- [DOCUMENT EXCERPT]:

1, 300, 400, 500 - - - GLOW PLUG, 2 - - - CERAMIC HEATER, 21 - - - CERAMIC HEATER BODY, 22 - - - HEATING ELEMENT, 23 - - - FIRST LEAD TERMINAL, 24 - - - SECOND LEAD TERMINAL, 3, 403, 503 - - - OUTER CYLINDER, 31 - - - BULGING PORTION, 4 - - - MAIN FITTING, 5 - - - CORE ROD, 46 - - - CERAMIC RING, 7 - - - GLASS-FILLED LAYER, 8 - - - INSULATING BUSHING, 9 - - - TERMINAL FITTING, 10, 310 - - - RING MEMBER, 101, 311 - - - LEADING END PORTION, 102, 312 - - - TRAILING END PORTION, 200 - - - COMPOSITE MOLDING, 211, 212 - - - SPLIT MOLDING, 220 - - - HEATING ELEMENT POWDER MOLDING.

Embodiment 1 of the invention will be described with reference to the accompanying drawings.

FIG. 1 shows an internal structure of a glow plug 1 exemplifying the heater of the invention. On the other hand, FIG. 2 shows an essential portion in an enlarged scale. The glow plug 1 includes: a ceramic heater 2; an outer cylinder 3 holding the ceramic heater 2; a main fitting 4 holding the outer cylinder 3; and a core rod 5 arranged on the trailing end side of the ceramic heater 2.

- [GIVEN ENTRIES]:

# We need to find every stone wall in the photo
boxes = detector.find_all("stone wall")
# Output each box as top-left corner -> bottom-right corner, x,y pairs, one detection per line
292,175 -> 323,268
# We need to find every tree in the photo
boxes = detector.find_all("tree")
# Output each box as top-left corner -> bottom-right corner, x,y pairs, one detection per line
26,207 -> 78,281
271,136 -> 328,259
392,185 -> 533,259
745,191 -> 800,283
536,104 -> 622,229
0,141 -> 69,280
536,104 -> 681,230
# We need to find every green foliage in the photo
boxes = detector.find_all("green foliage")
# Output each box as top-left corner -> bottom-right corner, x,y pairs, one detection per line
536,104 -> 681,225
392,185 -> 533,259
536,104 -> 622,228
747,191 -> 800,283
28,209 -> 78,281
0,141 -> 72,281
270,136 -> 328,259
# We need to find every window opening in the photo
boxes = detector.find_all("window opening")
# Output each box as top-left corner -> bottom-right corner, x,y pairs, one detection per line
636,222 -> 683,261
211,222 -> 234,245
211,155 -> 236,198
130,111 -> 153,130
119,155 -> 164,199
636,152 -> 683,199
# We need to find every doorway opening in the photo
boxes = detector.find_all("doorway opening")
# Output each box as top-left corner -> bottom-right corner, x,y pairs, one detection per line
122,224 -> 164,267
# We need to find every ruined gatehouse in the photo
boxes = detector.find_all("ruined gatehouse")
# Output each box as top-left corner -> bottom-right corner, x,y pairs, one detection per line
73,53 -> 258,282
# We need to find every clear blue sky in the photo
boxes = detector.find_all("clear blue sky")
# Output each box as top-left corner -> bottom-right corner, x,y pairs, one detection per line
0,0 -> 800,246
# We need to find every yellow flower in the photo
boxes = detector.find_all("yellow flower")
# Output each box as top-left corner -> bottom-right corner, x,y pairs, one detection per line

- [THINGS TO DO]:
(A) Using the glow plug excerpt, explain what the glow plug 1 in FIG. 1 is meant to show and what FIG. 2 adds.
(B) According to the glow plug excerpt, where is the core rod 5 placed?

- [SOLUTIONS TO THE PROBLEMS]:
(A) The glow plug 1 is an example of the heater of the invention, and FIG. 1 shows its internal structure. FIG. 2 shows an essential portion of it at an enlarged scale.

(B) On the trailing end side of the ceramic heater 2.